Items from a labeling collection
********

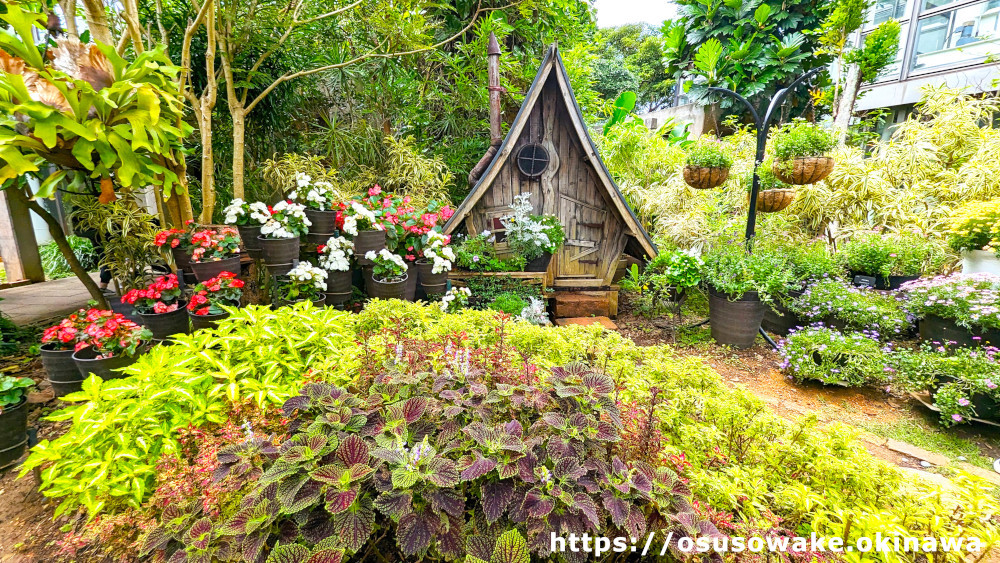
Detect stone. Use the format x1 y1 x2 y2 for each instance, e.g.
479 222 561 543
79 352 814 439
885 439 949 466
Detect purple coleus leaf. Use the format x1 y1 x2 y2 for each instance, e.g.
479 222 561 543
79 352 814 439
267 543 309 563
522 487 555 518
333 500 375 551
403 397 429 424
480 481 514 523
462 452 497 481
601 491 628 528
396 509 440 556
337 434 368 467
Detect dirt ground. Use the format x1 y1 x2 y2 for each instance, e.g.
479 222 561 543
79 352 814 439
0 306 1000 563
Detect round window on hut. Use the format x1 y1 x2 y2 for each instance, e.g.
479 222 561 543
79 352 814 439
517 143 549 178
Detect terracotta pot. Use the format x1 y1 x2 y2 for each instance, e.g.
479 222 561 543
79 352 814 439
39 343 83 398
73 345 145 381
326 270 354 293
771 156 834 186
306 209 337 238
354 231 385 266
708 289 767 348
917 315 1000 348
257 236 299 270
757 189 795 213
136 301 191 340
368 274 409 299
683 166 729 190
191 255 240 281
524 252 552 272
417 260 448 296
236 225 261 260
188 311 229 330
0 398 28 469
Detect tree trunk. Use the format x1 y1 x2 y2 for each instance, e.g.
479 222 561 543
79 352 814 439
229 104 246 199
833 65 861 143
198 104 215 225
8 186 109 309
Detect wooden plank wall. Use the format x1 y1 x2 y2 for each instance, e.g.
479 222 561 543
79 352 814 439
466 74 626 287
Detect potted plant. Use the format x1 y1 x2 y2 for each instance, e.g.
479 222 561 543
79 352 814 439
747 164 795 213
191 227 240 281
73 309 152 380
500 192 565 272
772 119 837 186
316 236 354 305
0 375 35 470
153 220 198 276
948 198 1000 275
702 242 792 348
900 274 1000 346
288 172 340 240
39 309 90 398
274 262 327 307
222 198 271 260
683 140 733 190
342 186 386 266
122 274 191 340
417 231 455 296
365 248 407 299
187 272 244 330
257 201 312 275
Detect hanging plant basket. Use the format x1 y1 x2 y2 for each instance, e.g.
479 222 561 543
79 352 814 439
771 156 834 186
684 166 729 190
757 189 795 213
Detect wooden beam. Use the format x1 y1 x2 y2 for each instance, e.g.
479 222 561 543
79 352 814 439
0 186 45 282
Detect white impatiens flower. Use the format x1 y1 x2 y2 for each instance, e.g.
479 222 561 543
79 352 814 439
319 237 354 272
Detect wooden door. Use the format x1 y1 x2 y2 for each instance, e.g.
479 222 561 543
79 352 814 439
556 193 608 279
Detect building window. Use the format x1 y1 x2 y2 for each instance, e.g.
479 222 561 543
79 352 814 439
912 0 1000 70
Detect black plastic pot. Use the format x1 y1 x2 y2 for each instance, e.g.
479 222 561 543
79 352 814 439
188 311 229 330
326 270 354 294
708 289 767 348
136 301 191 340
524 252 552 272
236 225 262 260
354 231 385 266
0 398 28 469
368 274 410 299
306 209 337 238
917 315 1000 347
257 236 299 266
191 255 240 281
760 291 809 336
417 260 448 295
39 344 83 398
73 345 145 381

********

→ Exercise task:
Print the stretch of the listing above from the line containing "Detect terracotta pot." through the line containing "466 74 626 287", reproducing each line unchanged.

→ Result of the exercise:
Detect terracotta pot. Use the format x1 y1 x2 y2 for each instance, e.g.
479 222 561 543
79 352 814 439
39 343 83 398
73 345 145 381
326 270 354 293
771 156 834 186
306 209 337 238
354 231 385 266
708 289 767 348
917 315 1000 348
257 236 299 270
757 189 795 213
136 301 191 340
368 274 409 299
683 166 729 190
191 255 240 281
524 252 552 272
417 260 448 296
236 225 261 260
188 311 229 330
0 398 28 469
Detect tree trunk. Use the format x1 y1 x2 y2 for each instance, e.g.
479 222 561 543
79 352 814 439
229 104 246 199
833 65 861 143
198 104 215 225
8 186 109 309
Detect wooden plank wall. Use the format x1 y1 x2 y2 for each instance, e.g.
479 222 561 543
79 352 814 439
466 74 626 287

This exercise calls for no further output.